═════ Given information

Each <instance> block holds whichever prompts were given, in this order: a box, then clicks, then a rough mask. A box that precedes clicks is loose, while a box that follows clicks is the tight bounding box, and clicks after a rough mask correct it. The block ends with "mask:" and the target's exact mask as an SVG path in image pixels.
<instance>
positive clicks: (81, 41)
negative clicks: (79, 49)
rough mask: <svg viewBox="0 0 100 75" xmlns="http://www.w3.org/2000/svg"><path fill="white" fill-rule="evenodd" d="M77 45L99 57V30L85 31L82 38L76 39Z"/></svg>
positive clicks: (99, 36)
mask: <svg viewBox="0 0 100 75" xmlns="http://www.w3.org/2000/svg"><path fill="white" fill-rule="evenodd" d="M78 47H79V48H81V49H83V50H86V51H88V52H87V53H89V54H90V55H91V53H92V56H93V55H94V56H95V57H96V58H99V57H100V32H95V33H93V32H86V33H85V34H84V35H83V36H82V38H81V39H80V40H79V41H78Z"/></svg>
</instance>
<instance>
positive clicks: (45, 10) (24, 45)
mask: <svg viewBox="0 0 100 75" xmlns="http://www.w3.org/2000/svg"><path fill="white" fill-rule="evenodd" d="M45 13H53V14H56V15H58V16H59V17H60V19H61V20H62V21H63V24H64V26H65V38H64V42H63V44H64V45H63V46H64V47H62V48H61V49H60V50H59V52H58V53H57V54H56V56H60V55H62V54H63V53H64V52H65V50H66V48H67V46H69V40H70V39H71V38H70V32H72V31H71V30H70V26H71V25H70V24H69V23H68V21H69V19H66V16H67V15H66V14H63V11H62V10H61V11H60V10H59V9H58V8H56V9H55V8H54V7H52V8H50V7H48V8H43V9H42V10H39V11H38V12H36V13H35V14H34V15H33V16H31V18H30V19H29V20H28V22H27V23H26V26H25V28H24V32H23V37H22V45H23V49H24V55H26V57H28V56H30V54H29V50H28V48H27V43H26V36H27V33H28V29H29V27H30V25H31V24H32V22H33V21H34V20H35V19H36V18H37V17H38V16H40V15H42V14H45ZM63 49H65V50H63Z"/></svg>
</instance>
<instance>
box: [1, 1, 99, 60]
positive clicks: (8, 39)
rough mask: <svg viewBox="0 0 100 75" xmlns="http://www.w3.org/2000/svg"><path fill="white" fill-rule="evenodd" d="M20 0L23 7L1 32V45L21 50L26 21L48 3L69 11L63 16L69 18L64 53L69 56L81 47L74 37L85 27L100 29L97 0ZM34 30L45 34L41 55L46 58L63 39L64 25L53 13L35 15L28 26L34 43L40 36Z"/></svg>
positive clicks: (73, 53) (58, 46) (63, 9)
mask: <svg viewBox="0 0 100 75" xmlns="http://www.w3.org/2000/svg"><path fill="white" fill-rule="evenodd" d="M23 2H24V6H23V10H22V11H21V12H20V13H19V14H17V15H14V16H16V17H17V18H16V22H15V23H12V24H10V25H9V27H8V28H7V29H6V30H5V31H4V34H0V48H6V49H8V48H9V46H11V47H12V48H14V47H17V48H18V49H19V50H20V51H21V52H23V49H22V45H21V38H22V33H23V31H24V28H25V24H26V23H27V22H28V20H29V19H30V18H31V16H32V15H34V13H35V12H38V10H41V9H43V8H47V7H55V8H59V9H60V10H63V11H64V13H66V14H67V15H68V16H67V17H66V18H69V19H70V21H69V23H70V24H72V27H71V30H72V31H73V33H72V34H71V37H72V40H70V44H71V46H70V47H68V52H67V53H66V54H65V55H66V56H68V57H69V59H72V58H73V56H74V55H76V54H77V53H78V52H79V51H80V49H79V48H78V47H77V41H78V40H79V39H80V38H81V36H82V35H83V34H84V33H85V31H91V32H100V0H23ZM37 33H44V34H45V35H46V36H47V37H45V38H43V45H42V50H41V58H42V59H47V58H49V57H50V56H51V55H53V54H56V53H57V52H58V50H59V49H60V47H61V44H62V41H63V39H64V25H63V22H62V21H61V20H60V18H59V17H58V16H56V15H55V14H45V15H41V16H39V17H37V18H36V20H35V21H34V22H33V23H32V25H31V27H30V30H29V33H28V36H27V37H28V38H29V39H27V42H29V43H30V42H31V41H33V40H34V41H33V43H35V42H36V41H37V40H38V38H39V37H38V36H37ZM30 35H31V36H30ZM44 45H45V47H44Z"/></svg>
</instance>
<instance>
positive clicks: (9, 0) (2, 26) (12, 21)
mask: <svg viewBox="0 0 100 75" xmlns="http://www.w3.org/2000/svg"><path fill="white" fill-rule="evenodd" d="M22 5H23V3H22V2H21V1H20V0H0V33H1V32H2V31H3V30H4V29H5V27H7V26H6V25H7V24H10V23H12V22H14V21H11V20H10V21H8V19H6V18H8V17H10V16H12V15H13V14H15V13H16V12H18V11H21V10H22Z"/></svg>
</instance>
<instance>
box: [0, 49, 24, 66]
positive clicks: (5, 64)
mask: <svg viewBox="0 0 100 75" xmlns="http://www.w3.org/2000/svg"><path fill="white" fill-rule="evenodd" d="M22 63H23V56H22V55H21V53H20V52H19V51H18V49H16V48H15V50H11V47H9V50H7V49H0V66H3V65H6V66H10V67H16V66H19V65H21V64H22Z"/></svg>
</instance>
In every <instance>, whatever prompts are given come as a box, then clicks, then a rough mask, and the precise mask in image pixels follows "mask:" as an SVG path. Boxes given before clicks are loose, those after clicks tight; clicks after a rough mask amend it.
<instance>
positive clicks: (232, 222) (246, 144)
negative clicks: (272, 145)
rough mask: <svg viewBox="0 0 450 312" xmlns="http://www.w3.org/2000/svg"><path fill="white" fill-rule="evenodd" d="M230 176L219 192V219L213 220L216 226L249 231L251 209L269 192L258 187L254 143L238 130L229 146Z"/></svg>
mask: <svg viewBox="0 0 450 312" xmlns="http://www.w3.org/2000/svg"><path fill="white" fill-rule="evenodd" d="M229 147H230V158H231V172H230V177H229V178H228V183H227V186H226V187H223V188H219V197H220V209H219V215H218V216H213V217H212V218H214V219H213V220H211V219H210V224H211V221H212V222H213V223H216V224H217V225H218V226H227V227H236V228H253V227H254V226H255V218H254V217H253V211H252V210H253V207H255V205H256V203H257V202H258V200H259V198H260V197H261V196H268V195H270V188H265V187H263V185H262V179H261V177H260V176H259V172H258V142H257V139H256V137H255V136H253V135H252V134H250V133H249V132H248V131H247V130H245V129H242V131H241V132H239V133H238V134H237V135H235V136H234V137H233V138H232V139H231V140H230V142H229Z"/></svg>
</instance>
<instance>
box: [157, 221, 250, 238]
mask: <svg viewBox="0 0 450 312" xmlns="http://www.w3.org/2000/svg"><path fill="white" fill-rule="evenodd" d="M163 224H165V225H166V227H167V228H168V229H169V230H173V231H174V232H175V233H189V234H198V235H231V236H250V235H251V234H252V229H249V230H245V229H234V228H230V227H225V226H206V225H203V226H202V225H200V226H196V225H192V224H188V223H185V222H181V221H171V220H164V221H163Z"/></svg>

══════════

▶ _Action item_
Nothing but a number is wanted: how many lines in the records above include "follows".

▶ _Result of the exercise_
2